EXERCISE TASK A: Update the stored dataset entries below by replacing "keypoint" with "marker" wherever it occurs, keeping everything else the same.
**** PAGE EXCERPT
Friday, May 11, 2012

WMM Bible Reading: Exodus 36


Exodus 36 – The work proceeds communally according to how people’s hearts are moved to make them come and take part in the work (36:2). More is contributed than is needed, so people are told to stop making contributions.

The most skilled men work on the “Tent of the Lord’s presence” (36:8). It is to be made of “ten pieces of fine linen woven [14 yards by 2 yards] with blue, purple, and red wool and embroidered with figures of winged creatures” (36:9).  Directions and descriptions follow for all the parts that make up the Tent or “Dwelling” follow. 

Thursday, May 10, 2012

WMM Bible Reading: Exodus 35


Exodus 35 – Sabbath regulations: penalty for violation is death.  No work is to be done. “You shall not even light a fire in any of your dwellings on the Sabbath day” (35:3).

Then the chapter turns to collection of materials again, and the call for artisans and contributions for everyone “all as their heart prompted” (35:22).  The particular God-given “skills,” “understandings,” and “abilities” of individuals are recognized.

Wednesday, May 9, 2012

WMM Bible Reading: Exodus 34


Exodus 34 - The Lord tells Moses to bring Him two new stones on which to re-write the “words” He gave him.  Moses climbs the mountain again alone, and the Lord passes before him, crying out, “The Lord, the Lord, a merciful and gracious God, slow to anger and rich in kindness and fidelity, continuing his kindness for a thousand generations, and forgiving wickedness and crime and sin; yet not declaring the guilty guiltless, but punishing children and grandchildren to the third and fourth generation for their fathers’ wickedness!” (34:6-7) The two attributes—the Lord’s kindness and His justice—are the two things we can know about Him, the two things we must know about Him. Moses, in response, renews his request to have the Lord accompany them on their journey. The Lord promises to work marvels (34:10) among the people; but in return they must “keep the commandments I am giving you today” (34:11).
********
**** GIVEN DATA
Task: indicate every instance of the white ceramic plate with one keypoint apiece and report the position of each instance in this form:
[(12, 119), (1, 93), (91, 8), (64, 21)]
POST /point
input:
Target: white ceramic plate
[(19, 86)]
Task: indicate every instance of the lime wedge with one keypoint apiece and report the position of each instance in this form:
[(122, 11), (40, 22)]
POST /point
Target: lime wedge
********
EXERCISE TASK B:
Answer these questions about the Exodus reading notes above:
(i) What is the penalty for violating the Sabbath regulations in Exodus 35?
(ii) How many pieces of fine linen is the Tent of the Lord's presence to be made of?
(iii) What does the Lord tell Moses to bring Him in Exodus 34?

TASK RESPONSE A:
Task: indicate every instance of the white ceramic plate with one marker apiece and report the position of each instance in this form:
[(12, 119), (1, 93), (91, 8), (64, 21)]
POST /point
input:
Target: white ceramic plate
[(19, 86)]
Task: indicate every instance of the lime wedge with one marker apiece and report the position of each instance in this form:
[(122, 11), (40, 22)]
POST /point
Target: lime wedge

TASK RESPONSE B:
(i) Death.
(ii) Ten.
(iii) Two new stones.